#### Passage:
Difficulty: Extreme — No error output, no crash screen, just a black void.

With --oformat binary in the linker, the .bss section (uninitialized globals) is not zeroed. Every global array — the 256-entry IDT, the 256-entry interrupt handler table, the GDT entries, the TSS — contained raw disk garbage. The CPU loaded corrupt IDT entries, jumped to garbage addresses, and triple-faulted before a single line of C code ever ran.

Why it was hard: There was zero diagnostic output. The VGA screen was black (mode 0x13 was set by the bootloader), but the kernel never executed init_serial(), so no serial logs either. The only clue was the absence of output.

Fix: Added a BSS zeroing loop in kernel_entry.asm using __bss_start/__bss_end linker symbols and rep stosd.


2. 🔴 PIC Mask Restore → General Protection Fault

Difficulty: Hard — Crash appeared random and unrelated to any specific code.

After PIC remapping, the old code restored the BIOS default interrupt masks (port_byte_out(0x21, a1)). The BIOS had all 16 IRQs enabled, but only 3 had IDT gates registered (IRQ0 timer, IRQ1 keyboard, IRQ12 mouse). The moment sti enabled interrupts, a stray hardware IRQ (like IRQ6/floppy controller) fired, hit a null IDT entry, and triggered an immediate General Protection Fault.

Why it was hard: The GPF appeared to come from sti or init_window_manager(), making it look like a code bug. The real cause (a hardware IRQ with no handler) was invisible — you had to reason about which IRQs the BIOS leaves unmasked and cross-reference that with registered IDT gates.

Fix: Replaced PIC mask restore with explicit masks: 0xF8 for PIC1 (only IRQ 0,1,2) and 0xEF for PIC2 (only IRQ12).


3. 🟠 Missing Bare-Metal GCC Flags (Potential SSE/PIC Crashes)

Difficulty: Medium — Would manifest as random crashes in optimized builds.

The kernel was compiled with just -O2 -ffreestanding. Without -fno-pie, GCC could emit position-independent code referencing a Global Offset Table that doesn't exist. Without -mno-sse -mno-mmx, the compiler could emit SIMD instructions while the FPU/SSE state was never initialized — causing an Invalid Opcode (#UD) exception that, without proper IDT entries, would triple-fault silently.

#### What the task requires:
Answer these questions about the bug write-up:
1. Which linker option left the .bss section unzeroed?
2. Which three IRQs had IDT gates registered?
3. Which two flags was the kernel originally compiled with?
The material after this point comes from a different source.

#### Material provided:
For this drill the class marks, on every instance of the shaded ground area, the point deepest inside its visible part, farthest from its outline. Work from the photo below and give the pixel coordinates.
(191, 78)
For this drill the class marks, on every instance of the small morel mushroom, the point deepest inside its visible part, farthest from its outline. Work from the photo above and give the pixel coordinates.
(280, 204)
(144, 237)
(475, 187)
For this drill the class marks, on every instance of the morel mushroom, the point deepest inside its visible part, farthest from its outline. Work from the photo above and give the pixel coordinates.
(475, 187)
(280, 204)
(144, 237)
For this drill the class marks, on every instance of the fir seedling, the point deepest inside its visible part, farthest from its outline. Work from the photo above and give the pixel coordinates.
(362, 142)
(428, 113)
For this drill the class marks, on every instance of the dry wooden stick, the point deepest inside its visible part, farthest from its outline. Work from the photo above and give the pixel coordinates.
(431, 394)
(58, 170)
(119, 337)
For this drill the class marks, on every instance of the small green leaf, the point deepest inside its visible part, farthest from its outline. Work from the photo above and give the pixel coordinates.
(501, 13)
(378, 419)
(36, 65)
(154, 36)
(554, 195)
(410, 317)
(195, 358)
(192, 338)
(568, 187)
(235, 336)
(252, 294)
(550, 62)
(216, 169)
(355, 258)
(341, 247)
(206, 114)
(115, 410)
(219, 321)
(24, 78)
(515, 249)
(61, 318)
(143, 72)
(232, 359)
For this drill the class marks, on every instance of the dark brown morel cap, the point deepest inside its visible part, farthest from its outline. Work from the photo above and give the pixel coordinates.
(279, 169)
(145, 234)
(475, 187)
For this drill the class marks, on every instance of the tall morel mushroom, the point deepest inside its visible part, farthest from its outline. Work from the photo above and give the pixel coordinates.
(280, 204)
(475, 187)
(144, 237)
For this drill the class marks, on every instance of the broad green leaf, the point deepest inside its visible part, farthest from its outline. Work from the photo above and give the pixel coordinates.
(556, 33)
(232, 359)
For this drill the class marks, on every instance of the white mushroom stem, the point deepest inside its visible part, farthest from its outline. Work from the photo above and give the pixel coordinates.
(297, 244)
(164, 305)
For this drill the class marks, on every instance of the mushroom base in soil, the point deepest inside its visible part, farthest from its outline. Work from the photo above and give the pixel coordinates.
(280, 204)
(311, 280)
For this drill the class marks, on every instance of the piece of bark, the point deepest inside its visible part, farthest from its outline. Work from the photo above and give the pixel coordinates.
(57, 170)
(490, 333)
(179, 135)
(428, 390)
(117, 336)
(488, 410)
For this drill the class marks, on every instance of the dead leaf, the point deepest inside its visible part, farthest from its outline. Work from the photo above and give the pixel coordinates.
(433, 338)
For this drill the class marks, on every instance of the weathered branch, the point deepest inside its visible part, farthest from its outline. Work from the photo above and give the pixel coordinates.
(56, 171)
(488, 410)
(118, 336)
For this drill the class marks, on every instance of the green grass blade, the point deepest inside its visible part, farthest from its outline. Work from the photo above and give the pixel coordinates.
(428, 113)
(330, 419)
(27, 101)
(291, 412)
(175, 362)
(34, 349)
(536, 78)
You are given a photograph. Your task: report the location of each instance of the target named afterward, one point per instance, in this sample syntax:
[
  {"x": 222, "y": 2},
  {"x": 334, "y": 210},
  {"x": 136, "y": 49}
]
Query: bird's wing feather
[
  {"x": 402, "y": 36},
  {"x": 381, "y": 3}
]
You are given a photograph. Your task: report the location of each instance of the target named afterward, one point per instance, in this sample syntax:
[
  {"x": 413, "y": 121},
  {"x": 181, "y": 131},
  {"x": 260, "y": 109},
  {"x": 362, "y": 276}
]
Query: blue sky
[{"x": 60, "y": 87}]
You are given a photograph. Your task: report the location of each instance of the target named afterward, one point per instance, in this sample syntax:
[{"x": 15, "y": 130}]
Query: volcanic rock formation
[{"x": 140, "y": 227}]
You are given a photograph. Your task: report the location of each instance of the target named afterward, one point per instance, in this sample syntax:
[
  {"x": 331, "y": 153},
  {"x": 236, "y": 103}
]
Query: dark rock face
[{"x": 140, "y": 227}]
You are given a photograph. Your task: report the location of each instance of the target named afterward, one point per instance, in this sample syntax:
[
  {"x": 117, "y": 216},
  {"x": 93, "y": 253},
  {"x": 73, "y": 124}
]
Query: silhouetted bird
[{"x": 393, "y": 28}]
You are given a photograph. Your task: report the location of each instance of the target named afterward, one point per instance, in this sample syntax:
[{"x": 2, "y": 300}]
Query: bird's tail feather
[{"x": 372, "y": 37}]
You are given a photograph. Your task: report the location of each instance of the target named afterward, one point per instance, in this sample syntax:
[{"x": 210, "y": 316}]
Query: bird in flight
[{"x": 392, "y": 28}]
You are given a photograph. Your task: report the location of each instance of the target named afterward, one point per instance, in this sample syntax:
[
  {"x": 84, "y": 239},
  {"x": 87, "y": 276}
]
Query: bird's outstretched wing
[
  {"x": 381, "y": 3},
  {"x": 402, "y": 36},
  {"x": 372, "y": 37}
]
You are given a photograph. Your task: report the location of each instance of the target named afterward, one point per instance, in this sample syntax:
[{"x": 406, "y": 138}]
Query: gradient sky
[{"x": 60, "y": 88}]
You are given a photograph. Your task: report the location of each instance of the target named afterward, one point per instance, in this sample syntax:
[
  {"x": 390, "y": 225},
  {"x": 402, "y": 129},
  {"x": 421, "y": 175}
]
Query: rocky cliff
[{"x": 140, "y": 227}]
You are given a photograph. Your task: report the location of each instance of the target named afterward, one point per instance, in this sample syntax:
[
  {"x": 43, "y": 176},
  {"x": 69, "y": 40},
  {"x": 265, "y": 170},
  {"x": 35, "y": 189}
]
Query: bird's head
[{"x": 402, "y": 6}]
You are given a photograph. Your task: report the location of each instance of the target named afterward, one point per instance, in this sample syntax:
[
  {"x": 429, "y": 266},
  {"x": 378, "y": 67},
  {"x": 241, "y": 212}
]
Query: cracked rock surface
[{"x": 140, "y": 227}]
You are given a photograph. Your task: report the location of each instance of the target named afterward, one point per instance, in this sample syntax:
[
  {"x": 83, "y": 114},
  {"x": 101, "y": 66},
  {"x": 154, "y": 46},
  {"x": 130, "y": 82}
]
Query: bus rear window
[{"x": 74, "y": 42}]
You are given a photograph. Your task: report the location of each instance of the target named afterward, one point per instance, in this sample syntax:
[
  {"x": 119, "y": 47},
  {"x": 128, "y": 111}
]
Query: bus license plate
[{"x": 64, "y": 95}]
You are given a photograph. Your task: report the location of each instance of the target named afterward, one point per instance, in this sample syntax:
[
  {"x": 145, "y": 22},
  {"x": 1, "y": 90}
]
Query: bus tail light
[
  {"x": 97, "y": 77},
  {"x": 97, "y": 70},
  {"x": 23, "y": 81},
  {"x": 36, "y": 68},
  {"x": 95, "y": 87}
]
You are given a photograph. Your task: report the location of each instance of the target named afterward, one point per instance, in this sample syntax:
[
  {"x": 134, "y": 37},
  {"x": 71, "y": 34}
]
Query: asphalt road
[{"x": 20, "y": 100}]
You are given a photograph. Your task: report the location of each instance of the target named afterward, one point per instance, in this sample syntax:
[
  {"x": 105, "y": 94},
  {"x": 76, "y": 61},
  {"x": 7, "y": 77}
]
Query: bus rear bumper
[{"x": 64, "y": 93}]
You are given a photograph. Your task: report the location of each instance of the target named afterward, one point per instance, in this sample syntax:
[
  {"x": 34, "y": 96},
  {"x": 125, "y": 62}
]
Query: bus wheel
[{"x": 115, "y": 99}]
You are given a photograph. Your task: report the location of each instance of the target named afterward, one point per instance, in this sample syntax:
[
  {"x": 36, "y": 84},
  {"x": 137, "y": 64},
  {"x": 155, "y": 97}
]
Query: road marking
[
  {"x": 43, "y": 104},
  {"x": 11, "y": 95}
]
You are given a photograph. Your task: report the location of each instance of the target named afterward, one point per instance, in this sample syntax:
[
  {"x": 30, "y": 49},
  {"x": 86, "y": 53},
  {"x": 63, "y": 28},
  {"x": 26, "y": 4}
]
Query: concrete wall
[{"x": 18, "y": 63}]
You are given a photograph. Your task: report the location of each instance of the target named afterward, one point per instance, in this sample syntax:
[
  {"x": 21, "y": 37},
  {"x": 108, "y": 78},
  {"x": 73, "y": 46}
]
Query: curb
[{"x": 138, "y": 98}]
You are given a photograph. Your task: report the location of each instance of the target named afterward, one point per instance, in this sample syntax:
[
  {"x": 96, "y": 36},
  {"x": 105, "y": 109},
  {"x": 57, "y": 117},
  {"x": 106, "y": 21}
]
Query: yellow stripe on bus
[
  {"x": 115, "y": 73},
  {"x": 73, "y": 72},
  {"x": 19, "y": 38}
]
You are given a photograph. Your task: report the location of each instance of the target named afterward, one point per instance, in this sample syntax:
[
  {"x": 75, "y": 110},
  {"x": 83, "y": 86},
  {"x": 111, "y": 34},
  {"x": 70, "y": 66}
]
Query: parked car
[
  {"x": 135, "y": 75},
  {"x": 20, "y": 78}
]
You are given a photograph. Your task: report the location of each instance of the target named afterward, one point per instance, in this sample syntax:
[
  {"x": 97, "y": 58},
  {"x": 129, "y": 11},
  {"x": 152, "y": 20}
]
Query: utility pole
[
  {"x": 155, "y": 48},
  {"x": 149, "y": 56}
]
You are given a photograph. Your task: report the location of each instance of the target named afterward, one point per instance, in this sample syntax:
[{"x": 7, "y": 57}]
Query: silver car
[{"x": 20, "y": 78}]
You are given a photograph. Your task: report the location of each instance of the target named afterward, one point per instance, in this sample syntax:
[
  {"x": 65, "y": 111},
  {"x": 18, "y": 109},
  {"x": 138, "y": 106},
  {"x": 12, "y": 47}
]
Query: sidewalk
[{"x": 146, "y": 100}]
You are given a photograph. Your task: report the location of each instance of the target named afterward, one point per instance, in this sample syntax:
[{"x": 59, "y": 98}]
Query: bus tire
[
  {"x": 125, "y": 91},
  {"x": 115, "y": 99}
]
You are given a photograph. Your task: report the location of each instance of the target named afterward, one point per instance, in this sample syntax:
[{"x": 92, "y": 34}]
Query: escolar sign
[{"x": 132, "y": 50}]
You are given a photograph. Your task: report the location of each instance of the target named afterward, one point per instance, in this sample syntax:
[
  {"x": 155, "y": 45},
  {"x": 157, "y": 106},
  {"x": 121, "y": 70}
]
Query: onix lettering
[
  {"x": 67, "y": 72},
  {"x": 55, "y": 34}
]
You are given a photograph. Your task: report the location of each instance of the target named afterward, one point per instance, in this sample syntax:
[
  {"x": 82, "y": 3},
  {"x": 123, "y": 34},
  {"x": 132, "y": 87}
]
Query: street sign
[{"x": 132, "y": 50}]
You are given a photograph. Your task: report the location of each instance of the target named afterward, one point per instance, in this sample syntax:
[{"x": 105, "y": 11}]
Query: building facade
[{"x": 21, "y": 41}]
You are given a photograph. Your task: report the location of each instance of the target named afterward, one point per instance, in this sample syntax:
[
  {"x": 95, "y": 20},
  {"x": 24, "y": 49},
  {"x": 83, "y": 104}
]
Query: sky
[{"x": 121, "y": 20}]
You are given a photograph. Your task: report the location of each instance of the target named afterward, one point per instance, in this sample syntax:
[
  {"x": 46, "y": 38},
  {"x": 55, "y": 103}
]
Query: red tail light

#### Solution to the exercise:
1. --oformat binary
2. IRQ0 (timer), IRQ1 (keyboard), and IRQ12 (mouse)
3. -O2 and -ffreestanding